* _Provided text_
I’m willing to bet you’ve heard the term ‘PCOS’ before.
Polycystic Ovarian Syndrome (PCOS). The first thing I want to emphasize: it’s a syndrome – not all signs and symptoms show up in every individual with PCOS.
The Rotterdam Criteria is used to diagnose PCOS, requiring at least 2/3 of the following:
Hyperandrogenism (we’ll talk about what this means) (1)
Ovulatory dysfunction (ie. irregular periods – infrequent or absent periods) (1)
Polycystic ovaries (identified on ultrasound) (1)
Hyperandrogenism is associated with things like:
Hirsutism (excessive hair growth that can appear in a male pattern, scored by the Ferriman-Gallwey)
PCOS may also be associated with obesity, type II diabetes, dyslipidemia (issues with cholesterol), sleep apnea and depression. (2)
Women with PCOS often have issues with insulin resistance, regardless of being overweight or thin. I have seen a significant number of thin PCOS patients – being thin does NOT exclude you from the potential of PCOS.
PCOS is a common endocrine disorder in women and can have profound effects on cardiovascular health, fertility, and self-esteem.
The good news? There is so much that can be done with both conventional and naturopathic medicine. Lifestyle modification (diet, exercise) is considered a critical, primary therapy for PCOS. (3)
On top of looking at the clinical signs & symptoms, there are tons of laboratory tests that can be used to start investigating the potential of PCOS – if you’re suspicious, talk to your healthcare provider.

* _Using the information_
#1 Answer these questions using the PCOS text:
(a) How many of the listed criteria does the Rotterdam Criteria require for a PCOS diagnosis?
(b) What is used to score hirsutism?
(c) What is considered a critical, primary therapy for PCOS?
#2 From the PCOS text, output the passage that begins at the words "Women with PCOS" and ends after the words "fertility, and self-esteem.", copied exactly.

* _Information supplied_
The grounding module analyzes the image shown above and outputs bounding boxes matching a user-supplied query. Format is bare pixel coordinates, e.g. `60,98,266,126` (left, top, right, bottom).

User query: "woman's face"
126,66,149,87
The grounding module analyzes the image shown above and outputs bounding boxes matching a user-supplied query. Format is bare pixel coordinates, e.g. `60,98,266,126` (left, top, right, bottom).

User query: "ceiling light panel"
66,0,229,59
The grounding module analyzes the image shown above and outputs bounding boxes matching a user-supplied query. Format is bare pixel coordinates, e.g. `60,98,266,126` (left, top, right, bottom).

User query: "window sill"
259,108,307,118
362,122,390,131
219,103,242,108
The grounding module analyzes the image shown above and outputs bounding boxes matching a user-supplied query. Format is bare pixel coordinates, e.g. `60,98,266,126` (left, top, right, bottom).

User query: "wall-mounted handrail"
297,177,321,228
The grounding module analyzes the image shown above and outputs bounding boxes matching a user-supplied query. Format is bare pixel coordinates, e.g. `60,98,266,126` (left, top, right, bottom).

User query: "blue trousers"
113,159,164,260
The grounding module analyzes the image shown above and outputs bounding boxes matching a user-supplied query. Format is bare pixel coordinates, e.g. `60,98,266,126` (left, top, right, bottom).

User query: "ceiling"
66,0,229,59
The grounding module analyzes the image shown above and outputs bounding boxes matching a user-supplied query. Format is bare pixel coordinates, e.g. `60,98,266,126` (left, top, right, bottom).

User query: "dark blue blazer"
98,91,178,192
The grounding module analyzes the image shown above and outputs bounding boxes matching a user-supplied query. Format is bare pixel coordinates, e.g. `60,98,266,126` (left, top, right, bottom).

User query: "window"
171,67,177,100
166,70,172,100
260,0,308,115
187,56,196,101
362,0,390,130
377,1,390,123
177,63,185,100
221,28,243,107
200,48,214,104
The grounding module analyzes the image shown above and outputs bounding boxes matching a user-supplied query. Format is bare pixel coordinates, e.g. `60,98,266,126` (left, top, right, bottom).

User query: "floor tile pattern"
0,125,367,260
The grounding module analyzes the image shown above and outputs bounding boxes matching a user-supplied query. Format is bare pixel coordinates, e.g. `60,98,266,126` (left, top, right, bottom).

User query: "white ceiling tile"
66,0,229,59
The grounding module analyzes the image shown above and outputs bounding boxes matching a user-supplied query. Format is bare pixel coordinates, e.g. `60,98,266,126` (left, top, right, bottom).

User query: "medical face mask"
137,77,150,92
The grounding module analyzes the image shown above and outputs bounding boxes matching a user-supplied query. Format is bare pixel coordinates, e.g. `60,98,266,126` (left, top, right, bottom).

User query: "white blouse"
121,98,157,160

* _Exercise solutions_
#1
(a) At least two of the three (2/3).
(b) The Ferriman-Gallwey.
(c) Lifestyle modification (diet, exercise).

#2
Women with PCOS often have issues with insulin resistance, regardless of being overweight or thin. I have seen a significant number of thin PCOS patients – being thin does NOT exclude you from the potential of PCOS.
PCOS is a common endocrine disorder in women and can have profound effects on cardiovascular health, fertility, and self-esteem.